What the task requires —
Repeat the rows below word for word, starting at their first line and ending at the line that contains "column 423, row 362".

>> BEGIN Records supplied

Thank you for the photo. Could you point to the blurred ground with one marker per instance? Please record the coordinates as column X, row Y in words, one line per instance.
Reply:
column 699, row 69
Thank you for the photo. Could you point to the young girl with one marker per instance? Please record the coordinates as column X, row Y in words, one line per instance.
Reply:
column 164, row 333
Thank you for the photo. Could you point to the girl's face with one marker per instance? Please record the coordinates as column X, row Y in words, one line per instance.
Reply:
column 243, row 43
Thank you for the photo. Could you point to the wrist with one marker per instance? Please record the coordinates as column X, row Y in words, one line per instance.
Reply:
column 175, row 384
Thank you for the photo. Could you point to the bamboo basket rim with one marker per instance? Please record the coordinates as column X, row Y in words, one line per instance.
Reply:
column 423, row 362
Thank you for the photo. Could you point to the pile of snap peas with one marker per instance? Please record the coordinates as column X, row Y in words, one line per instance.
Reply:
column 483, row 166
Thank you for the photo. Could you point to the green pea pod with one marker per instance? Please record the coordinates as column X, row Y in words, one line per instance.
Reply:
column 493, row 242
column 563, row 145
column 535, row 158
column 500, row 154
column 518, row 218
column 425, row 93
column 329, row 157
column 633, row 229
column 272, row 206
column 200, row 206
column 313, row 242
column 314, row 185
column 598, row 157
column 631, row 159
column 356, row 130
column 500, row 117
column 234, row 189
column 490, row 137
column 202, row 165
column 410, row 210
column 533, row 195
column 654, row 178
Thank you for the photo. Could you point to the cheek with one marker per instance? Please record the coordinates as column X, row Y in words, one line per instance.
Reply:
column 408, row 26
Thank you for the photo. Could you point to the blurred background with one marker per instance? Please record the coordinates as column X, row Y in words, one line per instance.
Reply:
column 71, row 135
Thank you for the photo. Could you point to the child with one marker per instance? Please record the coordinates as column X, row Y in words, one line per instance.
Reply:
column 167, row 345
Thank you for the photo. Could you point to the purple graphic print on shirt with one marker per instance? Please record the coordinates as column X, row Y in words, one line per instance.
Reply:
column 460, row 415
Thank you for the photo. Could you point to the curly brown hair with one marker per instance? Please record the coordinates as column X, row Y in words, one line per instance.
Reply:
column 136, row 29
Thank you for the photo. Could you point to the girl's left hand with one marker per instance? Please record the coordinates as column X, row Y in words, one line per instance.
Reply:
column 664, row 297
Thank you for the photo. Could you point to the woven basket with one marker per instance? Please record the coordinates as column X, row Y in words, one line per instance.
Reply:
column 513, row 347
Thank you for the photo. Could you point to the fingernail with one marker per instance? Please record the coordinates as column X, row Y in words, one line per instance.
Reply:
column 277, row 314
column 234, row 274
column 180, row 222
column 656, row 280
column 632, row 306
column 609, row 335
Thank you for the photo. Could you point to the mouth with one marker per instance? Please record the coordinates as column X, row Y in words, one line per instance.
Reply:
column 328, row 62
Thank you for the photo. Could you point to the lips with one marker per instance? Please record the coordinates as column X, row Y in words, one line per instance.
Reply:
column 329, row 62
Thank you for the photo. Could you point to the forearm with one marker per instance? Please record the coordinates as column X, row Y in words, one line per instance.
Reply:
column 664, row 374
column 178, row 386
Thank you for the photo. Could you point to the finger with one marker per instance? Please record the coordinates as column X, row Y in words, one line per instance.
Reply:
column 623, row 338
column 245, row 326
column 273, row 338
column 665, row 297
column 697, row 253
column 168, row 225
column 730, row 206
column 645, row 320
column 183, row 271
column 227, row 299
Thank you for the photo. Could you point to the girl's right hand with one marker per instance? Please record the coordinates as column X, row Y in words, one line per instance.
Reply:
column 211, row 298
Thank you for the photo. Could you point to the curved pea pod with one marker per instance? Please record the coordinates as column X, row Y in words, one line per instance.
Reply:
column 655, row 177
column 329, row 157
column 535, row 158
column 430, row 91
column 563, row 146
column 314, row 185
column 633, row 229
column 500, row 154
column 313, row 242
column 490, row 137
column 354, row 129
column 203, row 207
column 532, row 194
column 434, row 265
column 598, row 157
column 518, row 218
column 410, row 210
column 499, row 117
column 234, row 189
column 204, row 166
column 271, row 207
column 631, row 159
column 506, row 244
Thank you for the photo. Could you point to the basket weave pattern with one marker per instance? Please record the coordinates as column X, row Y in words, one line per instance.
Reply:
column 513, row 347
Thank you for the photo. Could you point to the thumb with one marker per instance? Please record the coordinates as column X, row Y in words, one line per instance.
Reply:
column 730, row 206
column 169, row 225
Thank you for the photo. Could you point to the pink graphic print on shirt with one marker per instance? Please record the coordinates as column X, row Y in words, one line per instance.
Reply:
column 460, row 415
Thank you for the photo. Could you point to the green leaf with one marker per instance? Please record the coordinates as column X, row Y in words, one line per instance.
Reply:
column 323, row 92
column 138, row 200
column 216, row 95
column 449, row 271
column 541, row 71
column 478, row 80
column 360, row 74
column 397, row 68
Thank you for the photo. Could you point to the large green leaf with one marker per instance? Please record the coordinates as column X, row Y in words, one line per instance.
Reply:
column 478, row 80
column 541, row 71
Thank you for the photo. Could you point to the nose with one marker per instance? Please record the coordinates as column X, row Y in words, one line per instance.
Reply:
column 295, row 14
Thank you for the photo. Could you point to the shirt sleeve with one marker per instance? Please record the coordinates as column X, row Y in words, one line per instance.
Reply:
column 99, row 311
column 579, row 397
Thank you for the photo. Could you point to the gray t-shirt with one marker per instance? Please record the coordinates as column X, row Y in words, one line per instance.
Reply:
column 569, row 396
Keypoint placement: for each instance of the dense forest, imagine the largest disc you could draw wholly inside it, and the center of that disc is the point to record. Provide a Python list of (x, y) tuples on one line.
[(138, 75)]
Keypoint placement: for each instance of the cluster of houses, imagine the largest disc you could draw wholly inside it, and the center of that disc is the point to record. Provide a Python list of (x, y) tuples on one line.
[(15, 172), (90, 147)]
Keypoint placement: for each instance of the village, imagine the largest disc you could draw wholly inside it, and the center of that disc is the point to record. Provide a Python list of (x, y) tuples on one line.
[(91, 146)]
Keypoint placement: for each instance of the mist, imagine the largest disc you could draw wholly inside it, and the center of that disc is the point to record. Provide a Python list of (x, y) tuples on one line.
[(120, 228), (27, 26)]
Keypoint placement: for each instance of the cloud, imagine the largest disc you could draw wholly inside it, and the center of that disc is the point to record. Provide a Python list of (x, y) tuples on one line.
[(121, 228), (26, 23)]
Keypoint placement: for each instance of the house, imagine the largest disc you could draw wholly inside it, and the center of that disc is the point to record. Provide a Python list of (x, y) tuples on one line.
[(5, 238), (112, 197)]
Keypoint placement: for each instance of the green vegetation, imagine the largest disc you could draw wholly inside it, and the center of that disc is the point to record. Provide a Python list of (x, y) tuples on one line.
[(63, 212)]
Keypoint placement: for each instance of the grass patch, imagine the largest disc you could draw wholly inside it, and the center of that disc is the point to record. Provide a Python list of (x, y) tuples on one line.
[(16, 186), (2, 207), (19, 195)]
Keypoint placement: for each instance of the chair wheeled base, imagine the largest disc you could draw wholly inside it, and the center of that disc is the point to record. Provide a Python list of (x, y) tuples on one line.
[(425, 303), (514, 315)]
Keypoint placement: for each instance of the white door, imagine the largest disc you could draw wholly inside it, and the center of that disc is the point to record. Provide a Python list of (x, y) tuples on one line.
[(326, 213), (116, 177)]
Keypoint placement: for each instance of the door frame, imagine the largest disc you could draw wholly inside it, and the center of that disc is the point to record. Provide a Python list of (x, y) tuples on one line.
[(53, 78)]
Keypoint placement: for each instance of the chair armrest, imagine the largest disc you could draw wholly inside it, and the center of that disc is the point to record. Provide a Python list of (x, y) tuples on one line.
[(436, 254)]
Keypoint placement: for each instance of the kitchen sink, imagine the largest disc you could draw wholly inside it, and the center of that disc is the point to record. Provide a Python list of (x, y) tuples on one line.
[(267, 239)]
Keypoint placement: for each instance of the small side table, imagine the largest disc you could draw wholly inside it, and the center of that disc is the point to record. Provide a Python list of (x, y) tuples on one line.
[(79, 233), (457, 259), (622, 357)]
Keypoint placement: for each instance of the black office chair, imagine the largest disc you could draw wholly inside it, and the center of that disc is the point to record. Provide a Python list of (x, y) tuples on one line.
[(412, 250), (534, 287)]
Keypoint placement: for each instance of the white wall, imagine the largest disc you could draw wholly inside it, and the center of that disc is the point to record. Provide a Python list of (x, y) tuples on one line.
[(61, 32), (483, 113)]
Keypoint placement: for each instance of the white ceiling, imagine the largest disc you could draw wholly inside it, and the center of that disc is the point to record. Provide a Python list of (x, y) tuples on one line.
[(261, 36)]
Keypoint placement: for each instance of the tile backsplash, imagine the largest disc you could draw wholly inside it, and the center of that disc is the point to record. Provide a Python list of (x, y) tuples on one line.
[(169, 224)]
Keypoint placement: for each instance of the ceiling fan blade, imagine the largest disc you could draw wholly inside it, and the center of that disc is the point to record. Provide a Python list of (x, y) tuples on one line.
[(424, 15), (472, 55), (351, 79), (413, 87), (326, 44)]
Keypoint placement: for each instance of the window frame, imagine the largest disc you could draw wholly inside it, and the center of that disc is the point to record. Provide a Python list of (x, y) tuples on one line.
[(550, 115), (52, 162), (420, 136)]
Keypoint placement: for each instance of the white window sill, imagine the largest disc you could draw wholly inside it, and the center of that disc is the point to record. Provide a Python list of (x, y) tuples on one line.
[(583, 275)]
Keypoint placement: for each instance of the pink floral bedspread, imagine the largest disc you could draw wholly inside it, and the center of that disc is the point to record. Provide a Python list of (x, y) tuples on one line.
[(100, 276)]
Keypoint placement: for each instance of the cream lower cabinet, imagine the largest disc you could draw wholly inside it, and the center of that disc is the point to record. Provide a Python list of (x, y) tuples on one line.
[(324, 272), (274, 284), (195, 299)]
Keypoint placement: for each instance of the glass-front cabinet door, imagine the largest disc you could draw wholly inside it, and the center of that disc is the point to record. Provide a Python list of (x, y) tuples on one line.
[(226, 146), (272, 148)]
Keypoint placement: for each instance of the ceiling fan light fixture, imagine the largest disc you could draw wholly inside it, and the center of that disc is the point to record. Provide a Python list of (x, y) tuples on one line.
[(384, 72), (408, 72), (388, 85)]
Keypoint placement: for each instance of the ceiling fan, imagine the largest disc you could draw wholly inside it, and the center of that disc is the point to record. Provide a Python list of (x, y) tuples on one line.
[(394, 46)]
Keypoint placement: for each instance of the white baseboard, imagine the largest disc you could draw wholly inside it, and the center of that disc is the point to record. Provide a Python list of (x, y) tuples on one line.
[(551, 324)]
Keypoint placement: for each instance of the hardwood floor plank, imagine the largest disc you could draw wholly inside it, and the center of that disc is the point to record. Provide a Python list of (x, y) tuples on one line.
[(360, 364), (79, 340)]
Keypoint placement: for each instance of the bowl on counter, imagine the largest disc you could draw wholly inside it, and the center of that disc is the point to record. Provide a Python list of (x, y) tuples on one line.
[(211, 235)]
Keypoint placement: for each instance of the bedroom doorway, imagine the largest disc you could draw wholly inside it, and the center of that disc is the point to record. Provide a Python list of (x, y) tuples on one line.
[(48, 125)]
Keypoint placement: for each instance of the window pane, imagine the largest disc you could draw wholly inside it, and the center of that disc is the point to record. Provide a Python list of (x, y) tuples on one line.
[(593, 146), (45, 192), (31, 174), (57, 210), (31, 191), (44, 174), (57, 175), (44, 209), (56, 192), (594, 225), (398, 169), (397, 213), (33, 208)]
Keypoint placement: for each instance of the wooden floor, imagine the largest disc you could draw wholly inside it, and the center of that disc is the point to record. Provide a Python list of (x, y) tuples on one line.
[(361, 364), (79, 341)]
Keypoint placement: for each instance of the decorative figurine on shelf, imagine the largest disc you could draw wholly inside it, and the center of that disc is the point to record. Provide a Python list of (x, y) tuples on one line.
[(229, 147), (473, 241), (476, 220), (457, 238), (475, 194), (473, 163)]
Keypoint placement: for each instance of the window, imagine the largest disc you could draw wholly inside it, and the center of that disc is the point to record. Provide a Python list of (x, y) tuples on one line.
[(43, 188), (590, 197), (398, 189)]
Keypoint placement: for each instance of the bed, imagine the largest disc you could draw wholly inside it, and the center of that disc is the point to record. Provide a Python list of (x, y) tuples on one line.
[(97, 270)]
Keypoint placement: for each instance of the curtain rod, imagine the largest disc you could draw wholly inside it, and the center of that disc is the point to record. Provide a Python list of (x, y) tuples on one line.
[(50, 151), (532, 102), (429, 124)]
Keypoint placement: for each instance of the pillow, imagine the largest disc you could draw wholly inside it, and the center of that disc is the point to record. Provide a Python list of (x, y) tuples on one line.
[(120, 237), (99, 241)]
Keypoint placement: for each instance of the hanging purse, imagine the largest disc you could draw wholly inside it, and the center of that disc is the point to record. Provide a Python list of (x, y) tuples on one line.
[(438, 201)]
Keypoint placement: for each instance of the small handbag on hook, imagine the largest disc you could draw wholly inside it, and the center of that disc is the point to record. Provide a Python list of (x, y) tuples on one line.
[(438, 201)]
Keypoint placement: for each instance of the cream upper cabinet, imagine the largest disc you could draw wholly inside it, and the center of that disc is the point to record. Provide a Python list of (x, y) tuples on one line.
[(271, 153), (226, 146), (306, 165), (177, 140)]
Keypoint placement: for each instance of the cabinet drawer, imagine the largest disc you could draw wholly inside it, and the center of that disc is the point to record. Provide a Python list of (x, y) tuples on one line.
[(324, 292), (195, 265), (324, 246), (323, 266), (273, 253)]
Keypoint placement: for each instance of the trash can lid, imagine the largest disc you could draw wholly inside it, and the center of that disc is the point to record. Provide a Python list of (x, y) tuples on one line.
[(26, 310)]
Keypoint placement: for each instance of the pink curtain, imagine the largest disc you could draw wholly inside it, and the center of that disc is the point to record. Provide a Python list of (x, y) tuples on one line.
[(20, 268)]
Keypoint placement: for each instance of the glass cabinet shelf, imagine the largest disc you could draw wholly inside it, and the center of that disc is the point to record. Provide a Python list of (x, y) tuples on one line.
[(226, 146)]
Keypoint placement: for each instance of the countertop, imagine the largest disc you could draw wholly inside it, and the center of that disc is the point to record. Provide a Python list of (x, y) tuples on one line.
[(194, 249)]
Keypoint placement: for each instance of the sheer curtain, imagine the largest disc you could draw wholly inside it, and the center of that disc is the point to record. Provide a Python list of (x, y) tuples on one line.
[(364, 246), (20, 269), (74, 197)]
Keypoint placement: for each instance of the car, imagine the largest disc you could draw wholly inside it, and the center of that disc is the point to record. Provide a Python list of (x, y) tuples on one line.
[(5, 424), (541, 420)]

>> END Records supplied

Full answer —
Thank you for the photo. Could you point to the blurred ground with one marker per instance? Please record the coordinates as column X, row Y in words, one line per instance.
Reply:
column 699, row 69
Thank you for the photo. Could you point to the young girl with one marker per instance? Please record the coordinates as column X, row Y in words, one line per instance.
Reply:
column 164, row 333
Thank you for the photo. Could you point to the girl's face with one marker per instance? Please record the coordinates as column X, row Y in words, one line per instance.
Reply:
column 243, row 43
Thank you for the photo. Could you point to the wrist with one marker per instance? Please record the coordinates as column X, row Y in words, one line per instance.
Reply:
column 175, row 384
Thank you for the photo. Could you point to the bamboo basket rim with one marker per instance? Please record the coordinates as column X, row Y in words, one line per instance.
Reply:
column 423, row 362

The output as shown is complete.